§ Entries taken from a collection
════════════════

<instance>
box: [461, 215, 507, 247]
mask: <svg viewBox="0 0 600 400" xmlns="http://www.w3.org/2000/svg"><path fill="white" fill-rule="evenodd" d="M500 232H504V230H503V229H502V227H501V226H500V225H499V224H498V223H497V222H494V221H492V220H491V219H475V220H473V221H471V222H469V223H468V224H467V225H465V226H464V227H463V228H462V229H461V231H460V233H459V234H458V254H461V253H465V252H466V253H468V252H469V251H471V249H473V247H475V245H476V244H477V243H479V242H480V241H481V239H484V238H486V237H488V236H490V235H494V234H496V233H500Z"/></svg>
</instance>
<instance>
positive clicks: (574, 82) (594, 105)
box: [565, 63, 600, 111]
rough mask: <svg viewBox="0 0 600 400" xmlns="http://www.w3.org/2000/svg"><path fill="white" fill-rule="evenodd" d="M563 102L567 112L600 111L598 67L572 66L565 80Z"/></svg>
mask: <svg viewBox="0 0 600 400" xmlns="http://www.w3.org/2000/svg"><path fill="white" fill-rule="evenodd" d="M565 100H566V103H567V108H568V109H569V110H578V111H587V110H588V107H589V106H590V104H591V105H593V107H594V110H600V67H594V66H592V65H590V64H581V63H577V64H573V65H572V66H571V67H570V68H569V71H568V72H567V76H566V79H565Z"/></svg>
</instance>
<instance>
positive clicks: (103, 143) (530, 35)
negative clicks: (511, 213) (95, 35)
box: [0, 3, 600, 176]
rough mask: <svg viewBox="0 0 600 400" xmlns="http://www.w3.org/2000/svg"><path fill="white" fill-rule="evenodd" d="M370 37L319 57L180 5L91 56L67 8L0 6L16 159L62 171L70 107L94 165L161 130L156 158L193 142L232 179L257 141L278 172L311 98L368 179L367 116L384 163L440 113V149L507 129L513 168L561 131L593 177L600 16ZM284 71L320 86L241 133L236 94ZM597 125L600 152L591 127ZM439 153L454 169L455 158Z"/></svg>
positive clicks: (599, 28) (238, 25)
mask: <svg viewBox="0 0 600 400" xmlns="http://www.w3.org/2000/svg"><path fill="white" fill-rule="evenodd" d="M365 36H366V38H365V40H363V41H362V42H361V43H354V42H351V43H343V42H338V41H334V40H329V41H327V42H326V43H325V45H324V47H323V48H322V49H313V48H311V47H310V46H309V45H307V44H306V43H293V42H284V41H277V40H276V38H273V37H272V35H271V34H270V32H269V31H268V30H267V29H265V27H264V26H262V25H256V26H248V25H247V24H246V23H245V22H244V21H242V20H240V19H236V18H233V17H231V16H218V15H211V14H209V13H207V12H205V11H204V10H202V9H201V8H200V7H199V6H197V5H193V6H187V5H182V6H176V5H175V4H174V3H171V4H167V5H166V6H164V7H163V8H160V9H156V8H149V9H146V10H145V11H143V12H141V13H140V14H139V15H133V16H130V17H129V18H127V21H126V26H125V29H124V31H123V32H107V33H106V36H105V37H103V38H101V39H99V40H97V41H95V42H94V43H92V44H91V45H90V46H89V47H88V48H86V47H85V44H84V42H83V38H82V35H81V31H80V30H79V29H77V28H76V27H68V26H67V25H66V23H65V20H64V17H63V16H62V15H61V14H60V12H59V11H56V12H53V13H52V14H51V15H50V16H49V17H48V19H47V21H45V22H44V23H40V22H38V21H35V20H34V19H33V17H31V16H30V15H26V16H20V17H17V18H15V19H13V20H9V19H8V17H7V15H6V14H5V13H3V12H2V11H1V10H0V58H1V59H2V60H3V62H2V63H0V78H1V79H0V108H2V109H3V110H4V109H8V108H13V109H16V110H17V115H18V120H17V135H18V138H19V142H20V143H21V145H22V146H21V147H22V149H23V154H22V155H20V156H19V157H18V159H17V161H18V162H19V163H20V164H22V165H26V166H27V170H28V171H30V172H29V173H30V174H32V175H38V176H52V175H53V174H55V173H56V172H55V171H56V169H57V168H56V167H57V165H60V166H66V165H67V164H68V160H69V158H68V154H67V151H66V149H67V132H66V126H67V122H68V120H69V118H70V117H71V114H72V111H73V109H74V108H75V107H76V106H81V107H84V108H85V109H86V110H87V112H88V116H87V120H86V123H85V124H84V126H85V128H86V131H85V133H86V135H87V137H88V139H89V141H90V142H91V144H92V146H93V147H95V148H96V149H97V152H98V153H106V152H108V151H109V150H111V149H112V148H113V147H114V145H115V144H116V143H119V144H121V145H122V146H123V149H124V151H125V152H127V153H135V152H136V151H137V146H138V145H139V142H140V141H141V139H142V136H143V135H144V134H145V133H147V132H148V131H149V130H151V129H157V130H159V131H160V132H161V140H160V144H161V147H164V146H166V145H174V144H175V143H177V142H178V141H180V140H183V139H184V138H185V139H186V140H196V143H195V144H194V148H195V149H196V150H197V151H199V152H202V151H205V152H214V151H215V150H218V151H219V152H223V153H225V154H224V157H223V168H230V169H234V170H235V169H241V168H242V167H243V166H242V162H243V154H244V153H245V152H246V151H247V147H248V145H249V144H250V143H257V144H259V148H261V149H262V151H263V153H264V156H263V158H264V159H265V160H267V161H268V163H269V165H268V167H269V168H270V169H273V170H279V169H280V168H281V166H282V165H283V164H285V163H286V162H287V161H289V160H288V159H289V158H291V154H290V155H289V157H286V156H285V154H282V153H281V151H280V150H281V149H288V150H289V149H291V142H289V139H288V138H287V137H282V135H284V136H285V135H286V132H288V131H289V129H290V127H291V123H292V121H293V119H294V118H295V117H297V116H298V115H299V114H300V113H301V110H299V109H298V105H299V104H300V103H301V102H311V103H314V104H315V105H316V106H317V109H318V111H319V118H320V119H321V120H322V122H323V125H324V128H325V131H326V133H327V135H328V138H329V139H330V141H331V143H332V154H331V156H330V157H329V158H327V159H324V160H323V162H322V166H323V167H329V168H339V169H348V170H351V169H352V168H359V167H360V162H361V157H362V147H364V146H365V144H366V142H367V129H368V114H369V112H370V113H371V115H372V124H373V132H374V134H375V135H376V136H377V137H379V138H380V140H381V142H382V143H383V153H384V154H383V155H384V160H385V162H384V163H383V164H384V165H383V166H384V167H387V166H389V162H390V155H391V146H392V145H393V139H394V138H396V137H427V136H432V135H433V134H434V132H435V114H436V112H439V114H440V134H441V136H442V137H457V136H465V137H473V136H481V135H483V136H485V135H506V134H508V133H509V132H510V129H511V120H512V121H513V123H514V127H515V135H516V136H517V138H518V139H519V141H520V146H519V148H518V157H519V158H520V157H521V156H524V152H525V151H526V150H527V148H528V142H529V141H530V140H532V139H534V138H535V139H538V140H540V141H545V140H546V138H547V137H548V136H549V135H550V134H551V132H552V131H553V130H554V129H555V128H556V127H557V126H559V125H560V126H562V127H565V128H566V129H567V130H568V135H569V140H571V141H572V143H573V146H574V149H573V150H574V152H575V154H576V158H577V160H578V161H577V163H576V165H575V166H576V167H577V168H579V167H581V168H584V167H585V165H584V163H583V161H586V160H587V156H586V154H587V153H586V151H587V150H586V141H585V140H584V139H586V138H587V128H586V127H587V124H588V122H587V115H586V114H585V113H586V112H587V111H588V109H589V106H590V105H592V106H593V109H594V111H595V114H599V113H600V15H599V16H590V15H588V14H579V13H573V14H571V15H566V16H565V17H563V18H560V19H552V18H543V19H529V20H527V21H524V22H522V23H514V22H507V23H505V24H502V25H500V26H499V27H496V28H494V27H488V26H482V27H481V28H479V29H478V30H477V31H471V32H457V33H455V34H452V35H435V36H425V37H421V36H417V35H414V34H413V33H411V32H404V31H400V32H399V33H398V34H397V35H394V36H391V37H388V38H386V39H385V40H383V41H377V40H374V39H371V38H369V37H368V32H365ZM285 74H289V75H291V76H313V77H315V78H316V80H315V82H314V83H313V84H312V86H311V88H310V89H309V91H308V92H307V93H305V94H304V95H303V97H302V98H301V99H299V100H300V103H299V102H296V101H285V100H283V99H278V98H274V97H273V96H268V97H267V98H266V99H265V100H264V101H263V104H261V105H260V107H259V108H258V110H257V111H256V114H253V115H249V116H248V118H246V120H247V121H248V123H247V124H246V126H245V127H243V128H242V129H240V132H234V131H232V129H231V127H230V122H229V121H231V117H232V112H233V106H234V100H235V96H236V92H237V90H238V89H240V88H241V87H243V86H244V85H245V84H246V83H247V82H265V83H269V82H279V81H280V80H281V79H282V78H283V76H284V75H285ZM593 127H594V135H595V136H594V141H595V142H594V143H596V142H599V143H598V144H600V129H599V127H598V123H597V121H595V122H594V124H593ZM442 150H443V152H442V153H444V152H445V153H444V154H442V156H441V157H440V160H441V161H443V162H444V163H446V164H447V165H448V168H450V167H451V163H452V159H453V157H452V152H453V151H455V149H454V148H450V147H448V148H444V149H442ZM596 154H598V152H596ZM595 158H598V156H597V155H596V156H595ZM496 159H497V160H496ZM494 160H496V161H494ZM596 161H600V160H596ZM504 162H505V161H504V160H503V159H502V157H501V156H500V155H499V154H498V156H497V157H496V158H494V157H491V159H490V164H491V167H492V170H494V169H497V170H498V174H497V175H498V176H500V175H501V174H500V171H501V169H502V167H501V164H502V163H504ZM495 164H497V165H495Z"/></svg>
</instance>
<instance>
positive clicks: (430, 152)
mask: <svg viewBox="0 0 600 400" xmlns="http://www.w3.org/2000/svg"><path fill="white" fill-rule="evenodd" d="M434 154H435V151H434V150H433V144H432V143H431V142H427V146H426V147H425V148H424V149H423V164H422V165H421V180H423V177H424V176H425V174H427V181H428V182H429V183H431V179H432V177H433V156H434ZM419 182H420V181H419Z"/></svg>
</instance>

════════════════

§ What is needed
Transcribe exactly, and only, the lines from the opening line of the records through the line containing "37L319 57L180 5L91".

§ Your solution
<instance>
box: [461, 215, 507, 247]
mask: <svg viewBox="0 0 600 400" xmlns="http://www.w3.org/2000/svg"><path fill="white" fill-rule="evenodd" d="M500 232H504V230H503V229H502V227H501V226H500V225H499V224H498V223H497V222H494V221H492V220H491V219H475V220H473V221H471V222H469V223H468V224H467V225H465V226H464V227H463V228H462V229H461V231H460V233H459V234H458V254H461V253H465V252H466V253H468V252H469V251H471V249H473V247H475V245H476V244H477V243H479V242H480V241H481V239H484V238H486V237H488V236H490V235H494V234H496V233H500Z"/></svg>
</instance>
<instance>
positive clicks: (574, 82) (594, 105)
box: [565, 63, 600, 111]
rough mask: <svg viewBox="0 0 600 400" xmlns="http://www.w3.org/2000/svg"><path fill="white" fill-rule="evenodd" d="M563 102L567 112L600 111L598 67L572 66L565 80Z"/></svg>
mask: <svg viewBox="0 0 600 400" xmlns="http://www.w3.org/2000/svg"><path fill="white" fill-rule="evenodd" d="M565 100H566V103H567V108H568V109H569V110H578V111H587V110H588V107H589V106H590V104H591V105H593V107H594V110H600V67H594V66H592V65H590V64H581V63H577V64H573V65H572V66H571V67H570V68H569V71H568V72H567V76H566V79H565Z"/></svg>
</instance>
<instance>
positive clicks: (103, 143) (530, 35)
negative clicks: (511, 213) (95, 35)
box: [0, 3, 600, 176]
rough mask: <svg viewBox="0 0 600 400" xmlns="http://www.w3.org/2000/svg"><path fill="white" fill-rule="evenodd" d="M370 37L319 57L180 5L91 56L67 8L0 6L16 159L62 171L70 107L94 165L161 130L156 158L193 142L232 179L257 141L278 172L311 98L368 179L367 116L384 163L440 113V149L507 129L513 168L561 131L593 177L600 16ZM284 71L320 86L241 133L236 94ZM597 125L600 152L591 127ZM439 153L454 169L455 158Z"/></svg>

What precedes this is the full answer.